CHALLENGES:
- A) In the Oracle Data Integrator passage, where in a KM step do you put the SELECT statement whose rows drive the implicit cursor?
- B) Continue the Oracle Data Integrator passage from where it stops.

QUOTED PASSAGE:

———

Insert into Staging Table
We use a mix of SQL and the Oracle Data Integrator substitution API to load the Sales staging table into our Oracle Data Integrator work schema from the SALES_SOURCE schema.
Disable FK Constraints
We disable the foreign keys of the Sales table before we load the data into it. For large volumes of data, this will speed up the load process. This could be very important in performance-critical environments such as near-real-time data warehouses.
Oracle Data Integrator includes a mechanism in KMs that allows us to use implicit cursors to perform an action for every row returned by a SQL SELECT statement. To do so, you simply need to specify the SELECT statement in the Source tab of the KM step and the action code in the Target tab. This is a brilliant feature, because it will save you from manually coding a cursor in PL/SQL and as a result will save you a lot of development time.

———

SUPPLIED INFORMATION:
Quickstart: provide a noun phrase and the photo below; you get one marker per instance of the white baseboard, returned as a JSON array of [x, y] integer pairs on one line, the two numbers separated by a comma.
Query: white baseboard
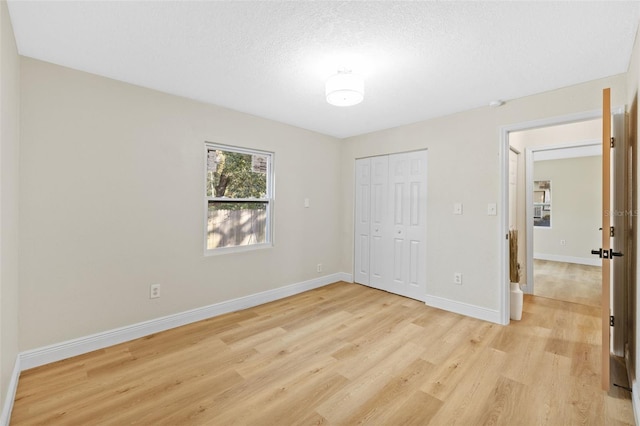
[[59, 351], [5, 417], [464, 309], [592, 261]]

———

OUTPUTS FOR THE TASKS:
- A) In the Source tab of the KM step.

- B)
Under the Command on Source tab, we specify the following:
Make BIX Unusable
In this step, we disable the bitmap indexes of the Sales fact table. This will speed up the loading of our fact tables. We only disable the bitmap indexes on those table partitions into which we load data. In our example, these will be the partitions for Q1 and Q2 1999.
As in the previous step, we once more use an implicit Oracle Data Integrator cursor to implement this step. For the Command on Source tab we use a mix of SQL and Oracle Data Integrator substitution API methods to retrieve the distinct time_ids inserted into the staging table. Based on these time_ids, we can determine the partitions to which they relate in the target table. The odiRef.getTable("L","INT_NAME","W")substitution API method will retrieve the staging table for us.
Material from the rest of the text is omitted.